» Aim A: From the Git thread excerpt below, print everything from "Ah, this makes" down to "const char *prefix)".
» Aim B: List every email address that appears in the Git thread excerpt below.

» Source passage:
━━━━━━
Ah, this makes sense. Sure, will do.

 - Emily
Emily Shaffer March 15, 2022, 6:39 p.m. UTC | #10
On Thu, Mar 10, 2022 at 02:10:55PM -0800, Junio C Hamano wrote:
> 
> Glen Choo <chooglen@google.com> writes:
> 
> > Junio C Hamano <gitster@pobox.com> writes:
> >
> >> Emily Shaffer <emilyshaffer@google.com> writes:
> >>
> >>> @@ -2617,6 +2622,12 @@ static int run_update_procedure(int argc, const char **argv, const char *prefix)
> >>>  
> >>>  	free(prefixed_path);
> >>>  
> >>> +	/*
> >>> +	 * This entry point is always called from a submodule, so this is a
> >>> +	 * good place to set a hint that this repo is a submodule.
> >>> +	 */
> >>> +	git_config_set("submodule.hasSuperproject", "true");
> >>> +
> >>>  	if (!oideq(&update_data.oid, &update_data.suboid) || update_data.force)
> >>>  		return do_run_update_procedure(&update_data);
> >>
> >> In Glen's update to rewrite "submodule update" in C, this part is
> >> replaced with a call to update_submodule2().  I am not sure what the
> >> current repository is at this point of the code with and without
> >> Glen's topic, but are we sure we are in a submodule we discovered?
> >
> > Rereading this, I realize you probably meant that this conflicts with
> > part1, not part2...
━━━━━━
» Dataset extract:

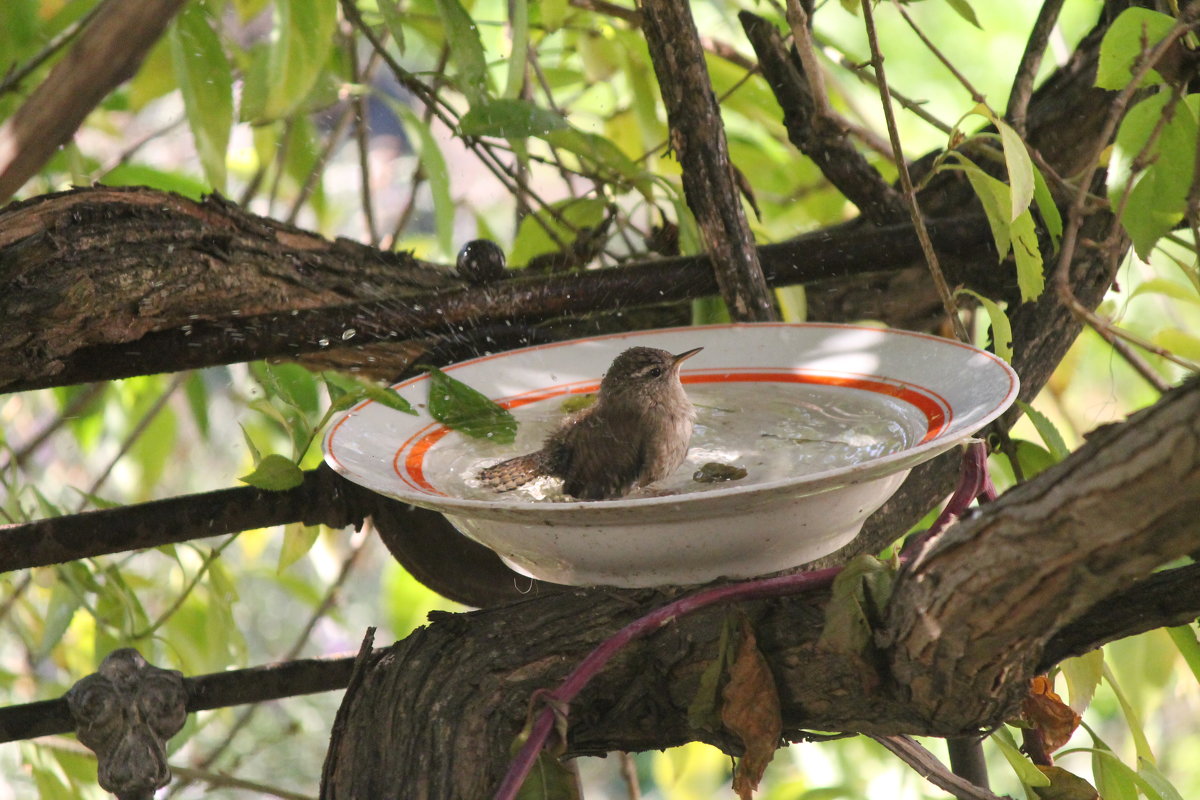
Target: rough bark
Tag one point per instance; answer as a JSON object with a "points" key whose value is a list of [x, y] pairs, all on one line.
{"points": [[967, 629], [697, 137]]}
━━━━━━
» Expected output A:
Ah, this makes sense. Sure, will do.

 - Emily
Emily Shaffer March 15, 2022, 6:39 p.m. UTC | #10
On Thu, Mar 10, 2022 at 02:10:55PM -0800, Junio C Hamano wrote:
> 
> Glen Choo <chooglen@google.com> writes:
> 
> > Junio C Hamano <gitster@pobox.com> writes:
> >
> >> Emily Shaffer <emilyshaffer@google.com> writes:
> >>
> >>> @@ -2617,6 +2622,12 @@ static int run_update_procedure(int argc, const char **argv, const char *prefix)

» Expected output B:
chooglen@google.com
gitster@pobox.com
emilyshaffer@google.com